Tasks for this exercise:
A - Translate this sentence from the article on smart contract storage into Spanish: "Each smart contract maintains its state in its own permanent storage."
B - List every section title in the bulleted outline of the article on smart contract storage.
C - Repeat the part of the article on smart contract storage between "0*wQ8qcu JCpelHtf9" and "smart contract storage.", inclusive.

Document segment:
Diving into storage references and smart contract storage layout.

0*wQ8qcu JCpelHtf9

This is Part I of the “All About Data Locations” sub-series.

In today’s article, we cover in more detail an important data location in the EVM: the smart contract storage.

We will see how the layout of the contract storage works, storage references. how to write to the contract storage in assembly. We will also use some contracts from OpenZeppelin and Compound to learn how storage references work in practice while learning the Solidity code behind these popular contracts and protocols along the way.

  • Introduction
  • Layout of Storage
  • Basics of Storage
  • Interacting with Storage
  • Storage pointers in function parameters
  • Storage pointers in function body
  • The cost of reading storage.
  • Conclusion

Understanding the storage model in Ethereum and EVM-based chain is essential for good smart contract development.

The only place where you can store data permanently on a smart contract so that it can then be accessed for future executions is in its storage. Each smart contract maintains its state in its own permanent storage. It acts like “a mini-database for a smart contract”, but unlike other databases, this database is publicly accessible. All the values stored in the smart contract storage are available for external reading for free (via static calls), without the need to send a transaction to the blockchain.

Extracted data:

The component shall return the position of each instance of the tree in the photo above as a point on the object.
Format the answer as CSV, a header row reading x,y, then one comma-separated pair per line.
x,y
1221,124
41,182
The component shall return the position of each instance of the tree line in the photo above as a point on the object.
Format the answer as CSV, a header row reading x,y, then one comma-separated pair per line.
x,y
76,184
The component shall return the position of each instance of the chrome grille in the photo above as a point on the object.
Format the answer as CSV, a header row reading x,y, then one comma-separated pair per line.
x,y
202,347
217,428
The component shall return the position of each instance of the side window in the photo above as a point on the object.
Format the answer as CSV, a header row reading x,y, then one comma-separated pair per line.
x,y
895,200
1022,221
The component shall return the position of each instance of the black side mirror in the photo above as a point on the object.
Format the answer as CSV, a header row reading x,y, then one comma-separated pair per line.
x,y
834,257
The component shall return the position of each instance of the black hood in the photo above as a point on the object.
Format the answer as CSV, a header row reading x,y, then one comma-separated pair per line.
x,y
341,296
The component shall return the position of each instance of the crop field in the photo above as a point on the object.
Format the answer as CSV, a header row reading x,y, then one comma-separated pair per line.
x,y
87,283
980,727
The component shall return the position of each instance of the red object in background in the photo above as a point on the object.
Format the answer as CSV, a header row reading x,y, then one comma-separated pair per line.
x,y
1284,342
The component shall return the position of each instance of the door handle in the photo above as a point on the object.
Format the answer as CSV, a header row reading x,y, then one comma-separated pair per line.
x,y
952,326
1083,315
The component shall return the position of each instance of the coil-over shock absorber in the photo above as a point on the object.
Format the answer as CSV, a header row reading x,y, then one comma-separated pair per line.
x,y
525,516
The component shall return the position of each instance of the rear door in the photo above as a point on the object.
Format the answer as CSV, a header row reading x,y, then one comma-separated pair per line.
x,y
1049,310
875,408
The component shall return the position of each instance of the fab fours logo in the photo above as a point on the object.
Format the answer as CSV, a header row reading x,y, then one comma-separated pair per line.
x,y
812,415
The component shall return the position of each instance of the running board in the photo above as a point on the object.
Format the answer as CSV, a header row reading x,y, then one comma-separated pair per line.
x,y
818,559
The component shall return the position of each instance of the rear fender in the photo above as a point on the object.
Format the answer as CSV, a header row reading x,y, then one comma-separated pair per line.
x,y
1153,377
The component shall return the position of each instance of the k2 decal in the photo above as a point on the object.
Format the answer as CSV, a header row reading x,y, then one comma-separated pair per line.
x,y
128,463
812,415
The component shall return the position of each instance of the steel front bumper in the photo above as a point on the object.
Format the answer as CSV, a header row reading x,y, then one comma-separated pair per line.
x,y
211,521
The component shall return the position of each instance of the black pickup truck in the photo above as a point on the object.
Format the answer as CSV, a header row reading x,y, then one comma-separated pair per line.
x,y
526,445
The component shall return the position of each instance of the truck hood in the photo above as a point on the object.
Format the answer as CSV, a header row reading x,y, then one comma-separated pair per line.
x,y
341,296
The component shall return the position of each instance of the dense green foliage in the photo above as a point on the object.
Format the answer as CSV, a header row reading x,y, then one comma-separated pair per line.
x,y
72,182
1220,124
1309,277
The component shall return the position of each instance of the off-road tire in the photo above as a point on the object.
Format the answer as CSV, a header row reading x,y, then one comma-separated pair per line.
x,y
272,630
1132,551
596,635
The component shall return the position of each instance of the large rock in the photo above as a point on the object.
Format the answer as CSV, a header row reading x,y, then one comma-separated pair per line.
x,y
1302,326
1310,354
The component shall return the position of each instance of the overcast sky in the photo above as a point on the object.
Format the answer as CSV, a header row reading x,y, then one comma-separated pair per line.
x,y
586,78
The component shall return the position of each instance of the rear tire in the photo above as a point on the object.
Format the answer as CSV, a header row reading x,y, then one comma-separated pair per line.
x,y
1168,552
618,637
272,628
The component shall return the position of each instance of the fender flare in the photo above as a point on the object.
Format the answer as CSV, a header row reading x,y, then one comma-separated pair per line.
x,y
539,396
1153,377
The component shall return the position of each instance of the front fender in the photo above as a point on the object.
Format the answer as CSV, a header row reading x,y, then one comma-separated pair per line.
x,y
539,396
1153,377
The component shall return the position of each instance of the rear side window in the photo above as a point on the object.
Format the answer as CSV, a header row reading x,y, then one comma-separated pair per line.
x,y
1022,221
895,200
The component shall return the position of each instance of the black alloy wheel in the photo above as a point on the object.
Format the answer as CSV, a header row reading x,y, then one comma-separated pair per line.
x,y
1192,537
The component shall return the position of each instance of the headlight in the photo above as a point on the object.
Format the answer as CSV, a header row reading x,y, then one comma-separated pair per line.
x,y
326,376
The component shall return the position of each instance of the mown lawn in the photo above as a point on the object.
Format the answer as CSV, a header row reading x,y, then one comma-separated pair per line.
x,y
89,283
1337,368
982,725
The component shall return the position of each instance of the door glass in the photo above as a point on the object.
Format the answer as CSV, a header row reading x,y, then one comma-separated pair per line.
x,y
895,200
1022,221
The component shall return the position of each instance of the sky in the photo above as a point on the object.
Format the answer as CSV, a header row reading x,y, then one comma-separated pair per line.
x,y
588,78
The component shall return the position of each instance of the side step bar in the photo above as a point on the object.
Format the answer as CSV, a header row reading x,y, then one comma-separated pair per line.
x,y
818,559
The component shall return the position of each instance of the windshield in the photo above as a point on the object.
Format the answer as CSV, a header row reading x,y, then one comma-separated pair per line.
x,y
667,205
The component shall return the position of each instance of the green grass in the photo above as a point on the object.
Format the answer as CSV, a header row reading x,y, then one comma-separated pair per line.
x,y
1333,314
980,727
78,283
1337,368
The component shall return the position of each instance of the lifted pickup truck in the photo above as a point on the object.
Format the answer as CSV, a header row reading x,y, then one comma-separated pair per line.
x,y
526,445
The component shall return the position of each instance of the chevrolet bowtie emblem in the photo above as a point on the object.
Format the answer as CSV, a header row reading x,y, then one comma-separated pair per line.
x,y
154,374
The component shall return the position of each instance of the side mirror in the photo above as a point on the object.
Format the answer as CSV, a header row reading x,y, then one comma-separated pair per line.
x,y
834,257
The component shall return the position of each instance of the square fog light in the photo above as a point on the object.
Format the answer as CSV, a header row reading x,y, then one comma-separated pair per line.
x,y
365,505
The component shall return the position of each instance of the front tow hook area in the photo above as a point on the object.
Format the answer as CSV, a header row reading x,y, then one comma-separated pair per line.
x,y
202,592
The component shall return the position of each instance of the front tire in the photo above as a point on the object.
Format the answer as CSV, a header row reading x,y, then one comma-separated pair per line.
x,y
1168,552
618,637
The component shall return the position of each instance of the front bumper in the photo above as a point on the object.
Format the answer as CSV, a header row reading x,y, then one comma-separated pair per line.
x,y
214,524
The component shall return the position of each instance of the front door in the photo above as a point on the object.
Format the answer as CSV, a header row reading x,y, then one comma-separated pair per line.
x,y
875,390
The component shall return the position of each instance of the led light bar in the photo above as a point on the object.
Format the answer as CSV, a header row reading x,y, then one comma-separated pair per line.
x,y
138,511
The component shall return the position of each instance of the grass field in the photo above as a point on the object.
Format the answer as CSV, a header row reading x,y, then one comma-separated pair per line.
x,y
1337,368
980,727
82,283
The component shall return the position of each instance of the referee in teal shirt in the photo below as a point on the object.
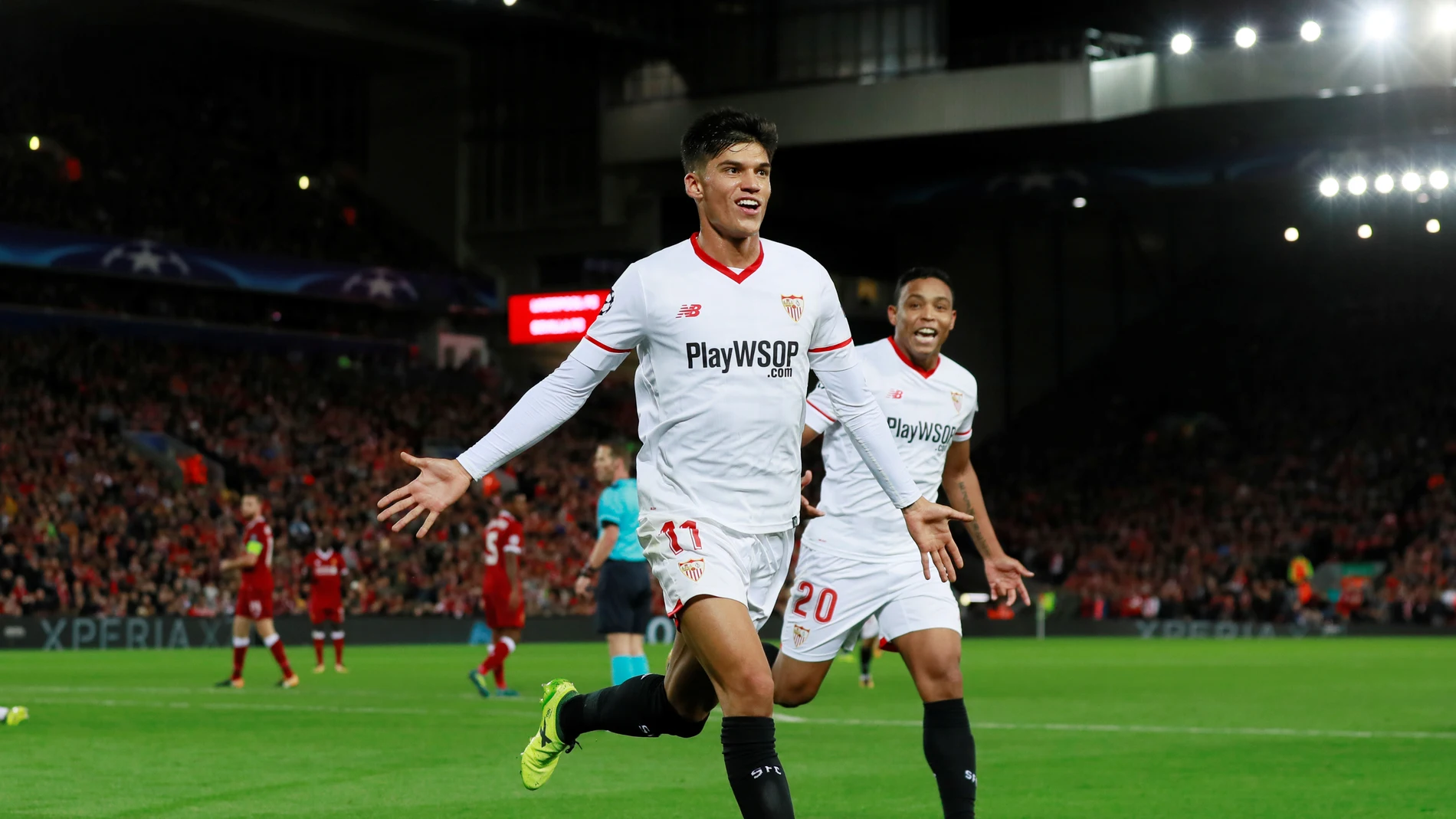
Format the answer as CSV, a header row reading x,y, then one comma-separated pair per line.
x,y
625,588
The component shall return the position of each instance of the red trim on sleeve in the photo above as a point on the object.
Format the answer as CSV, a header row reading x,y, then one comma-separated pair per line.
x,y
910,364
846,342
726,270
605,346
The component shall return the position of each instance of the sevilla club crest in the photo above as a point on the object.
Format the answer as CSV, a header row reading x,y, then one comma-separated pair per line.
x,y
692,569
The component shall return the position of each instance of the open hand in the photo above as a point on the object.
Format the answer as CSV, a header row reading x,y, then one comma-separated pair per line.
x,y
440,483
930,526
1005,575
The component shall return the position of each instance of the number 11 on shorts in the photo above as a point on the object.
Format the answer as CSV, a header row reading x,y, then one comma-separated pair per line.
x,y
671,536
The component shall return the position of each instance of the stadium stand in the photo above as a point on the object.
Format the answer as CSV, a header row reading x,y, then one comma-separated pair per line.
x,y
90,527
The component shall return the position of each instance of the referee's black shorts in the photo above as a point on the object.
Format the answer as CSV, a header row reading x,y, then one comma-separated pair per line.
x,y
624,597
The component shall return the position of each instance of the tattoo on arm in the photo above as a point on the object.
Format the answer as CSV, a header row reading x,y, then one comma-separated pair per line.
x,y
975,526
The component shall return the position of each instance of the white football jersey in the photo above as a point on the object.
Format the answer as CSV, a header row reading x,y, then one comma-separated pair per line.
x,y
723,377
926,414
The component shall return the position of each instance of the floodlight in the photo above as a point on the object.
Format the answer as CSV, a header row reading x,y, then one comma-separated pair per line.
x,y
1445,18
1379,24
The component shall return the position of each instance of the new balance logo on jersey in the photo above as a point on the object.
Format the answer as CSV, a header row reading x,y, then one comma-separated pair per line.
x,y
776,357
922,431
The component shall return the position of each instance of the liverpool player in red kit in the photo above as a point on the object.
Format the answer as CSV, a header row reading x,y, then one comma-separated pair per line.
x,y
504,605
255,595
326,571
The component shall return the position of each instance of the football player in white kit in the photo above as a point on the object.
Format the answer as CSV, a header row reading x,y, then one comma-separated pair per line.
x,y
854,562
726,328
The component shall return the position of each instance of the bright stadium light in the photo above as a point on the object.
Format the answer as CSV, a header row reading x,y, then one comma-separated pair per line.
x,y
1379,24
1445,18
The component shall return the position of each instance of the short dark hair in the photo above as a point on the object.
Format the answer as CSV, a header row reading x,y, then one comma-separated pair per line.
x,y
922,274
715,131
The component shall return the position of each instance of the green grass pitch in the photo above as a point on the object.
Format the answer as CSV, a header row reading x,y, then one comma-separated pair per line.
x,y
1066,728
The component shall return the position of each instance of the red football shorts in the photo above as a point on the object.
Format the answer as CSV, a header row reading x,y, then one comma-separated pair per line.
x,y
325,613
498,614
254,604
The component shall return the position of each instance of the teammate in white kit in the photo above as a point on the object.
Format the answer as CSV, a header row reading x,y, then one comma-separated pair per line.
x,y
854,562
726,328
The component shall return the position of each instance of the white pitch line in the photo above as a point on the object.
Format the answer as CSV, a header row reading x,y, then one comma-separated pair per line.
x,y
782,718
1215,731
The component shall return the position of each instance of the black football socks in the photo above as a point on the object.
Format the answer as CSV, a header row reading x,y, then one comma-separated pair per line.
x,y
951,752
753,768
638,707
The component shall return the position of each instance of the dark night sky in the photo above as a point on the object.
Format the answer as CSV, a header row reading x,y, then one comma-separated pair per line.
x,y
1158,19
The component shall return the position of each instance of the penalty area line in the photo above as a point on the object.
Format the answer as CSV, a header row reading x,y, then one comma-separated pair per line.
x,y
1190,731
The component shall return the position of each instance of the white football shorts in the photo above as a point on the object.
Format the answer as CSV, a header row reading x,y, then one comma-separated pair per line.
x,y
833,597
692,558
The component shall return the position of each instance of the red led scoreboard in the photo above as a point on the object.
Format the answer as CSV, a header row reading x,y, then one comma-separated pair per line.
x,y
543,317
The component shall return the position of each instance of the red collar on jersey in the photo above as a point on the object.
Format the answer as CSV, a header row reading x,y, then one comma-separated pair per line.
x,y
912,364
723,268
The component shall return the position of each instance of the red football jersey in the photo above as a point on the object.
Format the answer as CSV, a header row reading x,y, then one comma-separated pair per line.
x,y
504,534
258,540
326,569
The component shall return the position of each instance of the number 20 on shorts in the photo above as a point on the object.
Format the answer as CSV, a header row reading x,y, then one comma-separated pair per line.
x,y
670,530
823,610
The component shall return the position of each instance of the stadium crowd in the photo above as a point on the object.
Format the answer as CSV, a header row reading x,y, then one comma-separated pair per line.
x,y
1315,486
90,526
1334,441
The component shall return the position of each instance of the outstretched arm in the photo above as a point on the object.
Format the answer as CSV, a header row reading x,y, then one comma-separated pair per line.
x,y
859,412
540,411
962,488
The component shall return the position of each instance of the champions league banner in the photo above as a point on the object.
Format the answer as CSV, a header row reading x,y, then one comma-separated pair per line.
x,y
145,258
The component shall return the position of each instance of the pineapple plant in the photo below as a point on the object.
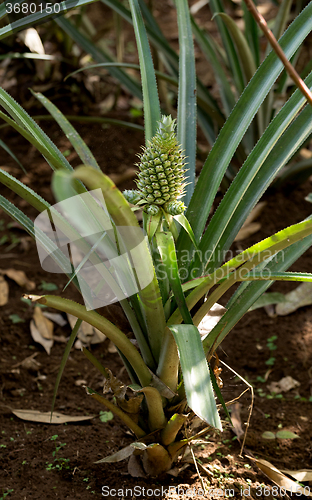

List of solutions:
A - Cada contrato inteligente mantiene su estado en su propio almacenamiento permanente.

B -
Introduction
Layout of Storage
Basics of Storage
Interacting with Storage
Storage pointers in function parameters
Storage pointers in function body
The cost of reading storage.
Conclusion

C -
0*wQ8qcu JCpelHtf9

This is Part I of the “All About Data Locations” sub-series.

In today’s article, we cover in more detail an important data location in the EVM: the smart contract storage.